[Page text — start]

And here is the beauty, a Red Sea Reefer 350:




I scaped it this saturday, so it has now been running for 4 days.

Unfortunatly I didn't take Pictures during the hard-scape. But I will upload pictures of the finished scape and equipment in the following post.

Kaj


----------



## Jamie McGrath (18 Nov 2015)

Addict


----------



## AshRolls (18 Nov 2015)

This is the tank I would really love (though I would run it low tech). How noisy is the sump overflow?


----------



## Kajpai (18 Nov 2015)

And here is the finished scape:
Edit: Only finished With the plants I had on hand, I definately will add to and tweek the background planting. I will also add tons more Anubias in the foreground (bought everything they had in)

Day 1:







Day 4
The Macandra from the Edge has already grown a few cm.




Here is a few views of the filter/Equipment:









Here is the ATO resevoirs in the side cabinet:


----------



## Kajpai (18 Nov 2015)

AshRolls said:


> This is the tank I would really love (though I would run it low tech). How noisy is the sump overflow?



It is really really quiet. The reefer overflow can be dialed in to match Your Return pump perfectly. In fact, the only thing i can hear is vibrating noise from the Return pump itself. I intend to fix that somehow


----------



## Ryan12345 (19 Nov 2015)

1 word to describe how im feeling, Jealous 
That stand is amazing + the sump and auto ferts is something i could only dream of.
The piece of wood you have in-front of the intake is drawing my eyes to the intake, i would move it over to the left and add some long plants there like jungle val to hide it. But of-course this could be all part of creating your masterpiece
and i am by no means "good" at aquascaping, just giving my opinion 
Love the scape overall!

[Page text — finish]
[Data excerpt — start]

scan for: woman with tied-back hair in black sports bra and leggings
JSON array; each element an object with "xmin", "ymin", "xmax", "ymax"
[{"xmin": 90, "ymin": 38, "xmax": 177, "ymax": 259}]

[Data excerpt — finish]

### Exercise 1
Transcribe the stretch of the aquarium thread from "Unfortunatly I didn't" through "McGrath (18 Nov 2015)".
### Exercise 2
Decide whether each statement agrees with the aquarium thread, answering yes or no and quoting the deciding words: (a) The tank was scaped on a Saturday. (b) Pictures were taken during the hard-scape. (c) The sump overflow is noisy.
### Exercise 3
In the aquarium thread, what plant does Ryan12345 suggest adding to hide the intake?

### Solution 1
Unfortunatly I didn't take Pictures during the hard-scape. But I will upload pictures of the finished scape and equipment in the following post.

Kaj


----------



## Jamie McGrath (18 Nov 2015)

### Solution 2
(a) Yes: "I scaped it this saturday"
(b) No: "Unfortunatly I didn't take Pictures during the hard-scape."
(c) No: "It is really really quiet."

### Solution 3
Ryan12345 suggests adding long plants such as jungle val.